Ersetze im Forenbeitrag über Spiele-Keys "Anfragen" durch "Bitten" und gib dabei den Abschnitt wieder, der mit "## Ensign (3." beginnt und nach "auf Kinguin gelandet." endet.
═══ VORLIEGENDER TEXT
Die verschiedenen Arten wie Nachrichten aufgenommen werden können sorgen leider gelegentlich für Missverständnisse. Jedoch ist eine Diskussion nur um der Diskussion willen bereits zum Scheitern verurteilt bevor sie überhaupt begonnen wurde.


----------



## Ensign (3. Oktober 2014)

KAEPS133 schrieb:


> Das ganze habe ich auch schon bei meinem Spiel festgestellt. Ich bekomme in der Woche 2-5 Anfragen auf Keys, anfangs habe ich diese noch beantwortet aber in den seltensten Fällen was gesehen oder gelesen. Mittlerweile bin ich dazu gezwungen die ganzen Anfragen zu ignorieren und werde auch nur noch Keys an Leute raus schicken die ich selber Kontaktiert habe. Davon sind sicher einige Keys auf Kinguin gelandet.
> Kinguin selbst ist aber auch so sehr zu verachten. Die verkaufen mein Spiel für 3€ und haben nie einen Key von mir erhalten, die werden für 1$ bei Bundle Sales und dann für den 3fachen Preis verkauft von dem ich dann wenige Cent sehe. Deswegen sind Keys von meinem Spiel ab dem nächsten Bundle auch nur noch 2 Wochen gültig, wer dann noch aktivieren möchte muss mich mit der Rechnung vom Kauf kontaktieren.
> 
> 
> Es ist unglaublich schwer Online Aufmerksamkeit mit seinem Spiel zu bekommen und nicht den Wert unendlich zu drücken. Ist einfach sehr enttäuschend wie viele versuchen selbst die kleinsten Indie Entwickler aus zunehmen. Tut mir und euch einen gefallen und meidet Kinguin seiten ...



Das ist die richtige Schlussfolgerung.
══════
═══ BEREITGESTELLTES MATERIAL
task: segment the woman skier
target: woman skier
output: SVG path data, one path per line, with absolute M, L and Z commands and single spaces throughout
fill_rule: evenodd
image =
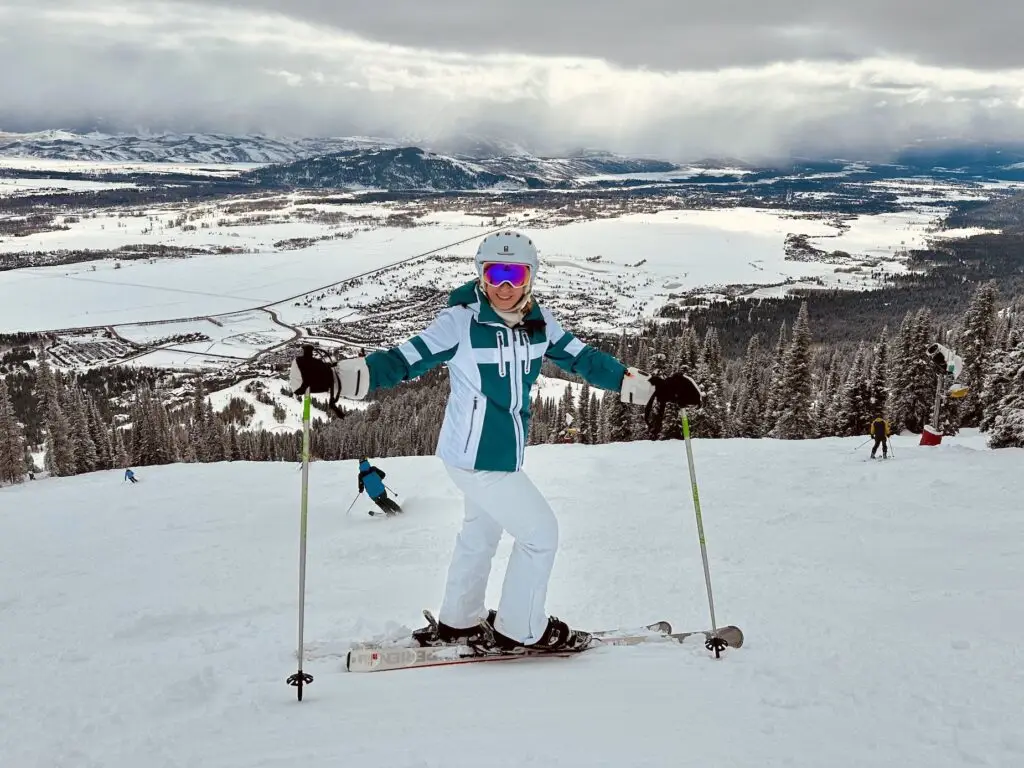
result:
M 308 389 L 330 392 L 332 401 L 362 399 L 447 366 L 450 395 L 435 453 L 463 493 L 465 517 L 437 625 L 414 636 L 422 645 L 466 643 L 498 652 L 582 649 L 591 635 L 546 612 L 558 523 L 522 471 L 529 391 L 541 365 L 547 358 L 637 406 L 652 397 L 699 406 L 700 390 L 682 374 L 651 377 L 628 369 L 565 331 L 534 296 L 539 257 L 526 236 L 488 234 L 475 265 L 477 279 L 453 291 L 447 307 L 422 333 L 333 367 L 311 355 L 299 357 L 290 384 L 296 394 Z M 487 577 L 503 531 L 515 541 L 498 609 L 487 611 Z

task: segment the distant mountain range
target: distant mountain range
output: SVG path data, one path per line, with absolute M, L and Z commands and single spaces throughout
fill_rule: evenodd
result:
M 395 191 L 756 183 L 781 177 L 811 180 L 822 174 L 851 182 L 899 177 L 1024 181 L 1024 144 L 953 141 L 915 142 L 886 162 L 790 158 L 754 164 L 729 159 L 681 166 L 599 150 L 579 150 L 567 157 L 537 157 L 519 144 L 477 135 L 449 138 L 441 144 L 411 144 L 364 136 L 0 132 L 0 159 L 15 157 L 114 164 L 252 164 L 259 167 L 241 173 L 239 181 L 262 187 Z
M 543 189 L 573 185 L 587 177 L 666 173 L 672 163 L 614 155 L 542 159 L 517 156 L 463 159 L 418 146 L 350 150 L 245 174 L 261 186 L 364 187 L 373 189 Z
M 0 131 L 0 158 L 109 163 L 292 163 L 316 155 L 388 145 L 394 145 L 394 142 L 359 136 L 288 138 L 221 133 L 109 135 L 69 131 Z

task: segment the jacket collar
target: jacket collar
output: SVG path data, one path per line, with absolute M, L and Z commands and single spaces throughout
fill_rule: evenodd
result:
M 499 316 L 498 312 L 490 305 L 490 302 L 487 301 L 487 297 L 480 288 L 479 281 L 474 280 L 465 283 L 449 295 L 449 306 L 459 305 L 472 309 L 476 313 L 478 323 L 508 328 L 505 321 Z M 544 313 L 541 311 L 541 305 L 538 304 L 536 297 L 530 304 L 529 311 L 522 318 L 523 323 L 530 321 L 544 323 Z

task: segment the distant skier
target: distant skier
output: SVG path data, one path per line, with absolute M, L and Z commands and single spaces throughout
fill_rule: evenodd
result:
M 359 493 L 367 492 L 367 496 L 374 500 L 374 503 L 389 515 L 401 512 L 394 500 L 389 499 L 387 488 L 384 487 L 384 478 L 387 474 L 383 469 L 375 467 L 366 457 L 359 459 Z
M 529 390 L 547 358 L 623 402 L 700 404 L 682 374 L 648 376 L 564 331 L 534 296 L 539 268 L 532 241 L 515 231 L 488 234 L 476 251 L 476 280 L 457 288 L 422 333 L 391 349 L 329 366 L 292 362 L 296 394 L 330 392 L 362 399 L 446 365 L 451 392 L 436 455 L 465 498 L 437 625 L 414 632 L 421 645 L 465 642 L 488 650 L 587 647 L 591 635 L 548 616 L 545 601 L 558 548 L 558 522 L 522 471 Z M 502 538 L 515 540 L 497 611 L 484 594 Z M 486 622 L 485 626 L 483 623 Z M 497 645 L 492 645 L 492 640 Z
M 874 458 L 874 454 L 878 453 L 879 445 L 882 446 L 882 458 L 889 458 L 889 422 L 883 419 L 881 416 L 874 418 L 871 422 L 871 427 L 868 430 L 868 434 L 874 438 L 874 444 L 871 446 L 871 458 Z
══════
═══ BEREITGESTELLTES MATERIAL
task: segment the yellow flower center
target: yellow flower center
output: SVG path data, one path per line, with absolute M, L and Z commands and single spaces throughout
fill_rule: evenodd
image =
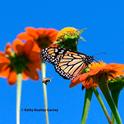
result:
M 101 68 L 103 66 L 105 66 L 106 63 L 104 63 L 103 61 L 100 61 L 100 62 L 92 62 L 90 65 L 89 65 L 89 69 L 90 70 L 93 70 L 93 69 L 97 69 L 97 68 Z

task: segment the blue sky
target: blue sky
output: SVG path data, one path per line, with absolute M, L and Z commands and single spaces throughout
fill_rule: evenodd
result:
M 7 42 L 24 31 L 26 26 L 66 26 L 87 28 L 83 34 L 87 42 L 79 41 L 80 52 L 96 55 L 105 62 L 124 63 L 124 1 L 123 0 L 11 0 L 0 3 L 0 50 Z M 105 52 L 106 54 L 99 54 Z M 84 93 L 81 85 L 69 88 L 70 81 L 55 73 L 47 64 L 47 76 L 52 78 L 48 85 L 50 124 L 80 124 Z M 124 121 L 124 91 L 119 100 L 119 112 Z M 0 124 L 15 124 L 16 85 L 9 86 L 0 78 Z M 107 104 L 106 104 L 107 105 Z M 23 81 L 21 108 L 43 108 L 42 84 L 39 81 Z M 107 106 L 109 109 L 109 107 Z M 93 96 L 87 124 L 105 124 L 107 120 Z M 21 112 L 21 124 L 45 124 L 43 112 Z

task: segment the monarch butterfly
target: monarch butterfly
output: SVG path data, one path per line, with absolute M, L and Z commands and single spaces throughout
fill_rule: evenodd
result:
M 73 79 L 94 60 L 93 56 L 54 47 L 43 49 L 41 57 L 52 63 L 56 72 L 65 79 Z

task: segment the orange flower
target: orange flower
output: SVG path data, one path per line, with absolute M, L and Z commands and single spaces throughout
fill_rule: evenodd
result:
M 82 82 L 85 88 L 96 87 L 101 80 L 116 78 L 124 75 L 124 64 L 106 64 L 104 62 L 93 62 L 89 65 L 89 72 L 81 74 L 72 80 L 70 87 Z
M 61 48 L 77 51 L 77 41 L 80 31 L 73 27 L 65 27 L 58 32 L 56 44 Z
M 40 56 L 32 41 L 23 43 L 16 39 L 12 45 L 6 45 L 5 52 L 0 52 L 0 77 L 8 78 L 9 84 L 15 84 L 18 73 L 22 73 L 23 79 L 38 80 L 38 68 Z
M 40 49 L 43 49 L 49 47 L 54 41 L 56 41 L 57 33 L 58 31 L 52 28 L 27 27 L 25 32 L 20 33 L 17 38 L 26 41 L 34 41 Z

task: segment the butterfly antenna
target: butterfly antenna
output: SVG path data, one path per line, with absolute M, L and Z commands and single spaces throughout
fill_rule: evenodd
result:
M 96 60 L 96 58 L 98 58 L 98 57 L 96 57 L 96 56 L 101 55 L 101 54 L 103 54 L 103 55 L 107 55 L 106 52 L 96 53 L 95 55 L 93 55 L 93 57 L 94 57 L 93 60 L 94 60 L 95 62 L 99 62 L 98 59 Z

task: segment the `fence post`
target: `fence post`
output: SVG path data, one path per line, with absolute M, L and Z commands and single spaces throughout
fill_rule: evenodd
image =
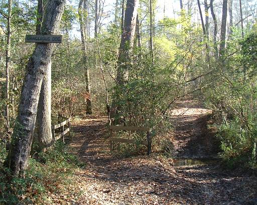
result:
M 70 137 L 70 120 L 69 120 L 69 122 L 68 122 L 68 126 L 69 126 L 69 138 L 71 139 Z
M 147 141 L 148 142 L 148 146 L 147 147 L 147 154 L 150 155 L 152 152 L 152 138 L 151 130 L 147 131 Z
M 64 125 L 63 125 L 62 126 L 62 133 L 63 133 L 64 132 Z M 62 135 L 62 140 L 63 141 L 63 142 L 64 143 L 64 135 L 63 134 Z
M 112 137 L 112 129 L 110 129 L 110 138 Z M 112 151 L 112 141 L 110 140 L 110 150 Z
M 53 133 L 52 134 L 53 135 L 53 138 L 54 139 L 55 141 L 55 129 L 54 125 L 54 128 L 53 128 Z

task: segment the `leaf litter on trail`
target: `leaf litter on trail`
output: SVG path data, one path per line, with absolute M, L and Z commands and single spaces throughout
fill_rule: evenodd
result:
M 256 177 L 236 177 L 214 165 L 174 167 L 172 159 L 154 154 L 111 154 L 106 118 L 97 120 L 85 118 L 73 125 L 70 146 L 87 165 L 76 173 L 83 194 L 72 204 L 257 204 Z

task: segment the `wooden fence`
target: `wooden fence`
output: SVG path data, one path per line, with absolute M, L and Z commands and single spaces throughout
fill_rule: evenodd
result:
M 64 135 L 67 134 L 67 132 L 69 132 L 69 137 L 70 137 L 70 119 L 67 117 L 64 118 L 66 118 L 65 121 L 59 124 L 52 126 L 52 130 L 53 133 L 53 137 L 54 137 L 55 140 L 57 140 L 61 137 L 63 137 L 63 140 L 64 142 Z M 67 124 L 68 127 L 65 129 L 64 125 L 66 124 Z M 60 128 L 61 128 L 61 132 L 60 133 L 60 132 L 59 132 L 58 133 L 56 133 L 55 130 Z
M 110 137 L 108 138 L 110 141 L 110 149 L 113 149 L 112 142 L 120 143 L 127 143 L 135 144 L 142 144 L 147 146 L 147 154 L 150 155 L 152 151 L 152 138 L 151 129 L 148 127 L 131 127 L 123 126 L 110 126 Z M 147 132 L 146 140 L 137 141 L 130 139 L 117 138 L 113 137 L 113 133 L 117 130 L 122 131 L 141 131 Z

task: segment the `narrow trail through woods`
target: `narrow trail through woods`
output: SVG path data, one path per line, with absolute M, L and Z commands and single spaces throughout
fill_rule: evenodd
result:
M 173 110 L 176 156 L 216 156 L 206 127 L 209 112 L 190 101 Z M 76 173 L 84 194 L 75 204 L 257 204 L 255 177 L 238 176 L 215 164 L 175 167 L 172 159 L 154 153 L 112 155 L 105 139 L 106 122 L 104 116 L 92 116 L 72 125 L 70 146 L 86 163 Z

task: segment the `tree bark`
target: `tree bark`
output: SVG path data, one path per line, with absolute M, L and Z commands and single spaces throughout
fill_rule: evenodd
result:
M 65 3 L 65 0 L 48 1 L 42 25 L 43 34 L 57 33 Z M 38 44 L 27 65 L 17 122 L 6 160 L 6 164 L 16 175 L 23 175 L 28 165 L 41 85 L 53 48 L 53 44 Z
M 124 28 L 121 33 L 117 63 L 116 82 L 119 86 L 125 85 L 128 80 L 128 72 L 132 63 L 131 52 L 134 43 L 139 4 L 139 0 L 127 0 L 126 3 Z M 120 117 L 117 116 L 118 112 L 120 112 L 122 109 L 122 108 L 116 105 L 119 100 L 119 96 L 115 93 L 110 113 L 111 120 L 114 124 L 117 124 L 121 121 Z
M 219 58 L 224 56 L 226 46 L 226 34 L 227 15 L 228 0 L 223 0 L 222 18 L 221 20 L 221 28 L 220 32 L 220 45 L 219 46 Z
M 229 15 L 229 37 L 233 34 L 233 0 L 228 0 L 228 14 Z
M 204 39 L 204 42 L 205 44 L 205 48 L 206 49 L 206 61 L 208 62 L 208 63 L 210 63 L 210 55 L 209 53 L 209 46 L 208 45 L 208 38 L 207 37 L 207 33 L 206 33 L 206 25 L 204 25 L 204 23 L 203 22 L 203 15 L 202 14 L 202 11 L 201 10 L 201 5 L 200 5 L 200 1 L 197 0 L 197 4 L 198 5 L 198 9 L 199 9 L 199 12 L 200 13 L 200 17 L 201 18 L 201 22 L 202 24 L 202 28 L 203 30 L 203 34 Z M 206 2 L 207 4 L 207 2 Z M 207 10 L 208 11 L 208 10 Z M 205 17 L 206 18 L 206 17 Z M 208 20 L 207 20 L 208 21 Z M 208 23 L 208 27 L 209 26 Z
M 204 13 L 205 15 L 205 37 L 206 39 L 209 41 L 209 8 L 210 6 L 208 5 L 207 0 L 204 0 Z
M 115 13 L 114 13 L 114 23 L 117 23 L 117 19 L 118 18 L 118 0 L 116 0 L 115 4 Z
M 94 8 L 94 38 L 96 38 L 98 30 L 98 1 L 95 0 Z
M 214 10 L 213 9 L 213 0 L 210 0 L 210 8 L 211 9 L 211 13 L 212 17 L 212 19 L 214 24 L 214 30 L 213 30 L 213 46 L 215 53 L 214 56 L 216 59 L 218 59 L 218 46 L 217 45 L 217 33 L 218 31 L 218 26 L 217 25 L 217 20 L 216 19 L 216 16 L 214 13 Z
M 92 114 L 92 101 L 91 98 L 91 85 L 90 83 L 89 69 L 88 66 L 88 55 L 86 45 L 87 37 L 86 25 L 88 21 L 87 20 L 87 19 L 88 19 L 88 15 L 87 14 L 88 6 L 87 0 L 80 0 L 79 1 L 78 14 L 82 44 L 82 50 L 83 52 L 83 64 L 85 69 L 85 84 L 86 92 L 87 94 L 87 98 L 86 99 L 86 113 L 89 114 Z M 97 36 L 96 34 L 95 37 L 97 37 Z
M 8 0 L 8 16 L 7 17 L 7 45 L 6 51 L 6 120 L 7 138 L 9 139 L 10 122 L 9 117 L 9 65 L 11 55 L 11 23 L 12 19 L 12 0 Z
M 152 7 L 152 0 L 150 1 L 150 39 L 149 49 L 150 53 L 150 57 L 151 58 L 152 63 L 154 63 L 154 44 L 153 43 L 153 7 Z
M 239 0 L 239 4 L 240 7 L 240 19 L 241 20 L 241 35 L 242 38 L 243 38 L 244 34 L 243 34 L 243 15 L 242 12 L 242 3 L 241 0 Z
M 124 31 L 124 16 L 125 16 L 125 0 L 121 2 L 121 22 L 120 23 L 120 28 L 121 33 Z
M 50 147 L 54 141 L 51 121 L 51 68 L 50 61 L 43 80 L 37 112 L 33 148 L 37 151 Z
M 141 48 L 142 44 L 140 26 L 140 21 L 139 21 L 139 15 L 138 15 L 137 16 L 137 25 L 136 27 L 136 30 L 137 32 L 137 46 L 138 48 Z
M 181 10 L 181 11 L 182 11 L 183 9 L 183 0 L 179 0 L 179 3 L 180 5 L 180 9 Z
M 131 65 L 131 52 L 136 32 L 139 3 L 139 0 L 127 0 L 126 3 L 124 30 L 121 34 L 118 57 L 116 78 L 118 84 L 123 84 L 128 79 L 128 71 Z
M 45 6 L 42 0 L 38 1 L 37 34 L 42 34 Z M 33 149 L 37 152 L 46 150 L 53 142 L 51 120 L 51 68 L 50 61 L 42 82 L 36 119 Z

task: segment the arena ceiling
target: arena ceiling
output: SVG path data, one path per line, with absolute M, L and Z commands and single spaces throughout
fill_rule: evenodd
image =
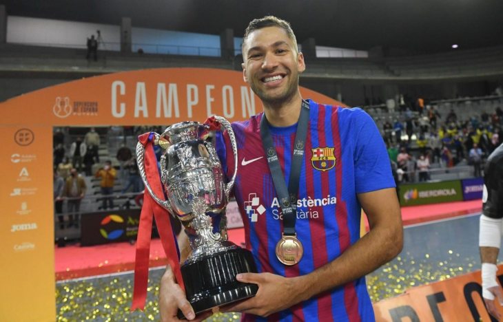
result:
══════
# [LÖSUNG]
## Ensign (3. Oktober 2014)

KAEPS133 schrieb:


> Das ganze habe ich auch schon bei meinem Spiel festgestellt. Ich bekomme in der Woche 2-5 Bitten auf Keys, anfangs habe ich diese noch beantwortet aber in den seltensten Fällen was gesehen oder gelesen. Mittlerweile bin ich dazu gezwungen die ganzen Bitten zu ignorieren und werde auch nur noch Keys an Leute raus schicken die ich selber Kontaktiert habe. Davon sind sicher einige Keys auf Kinguin gelandet.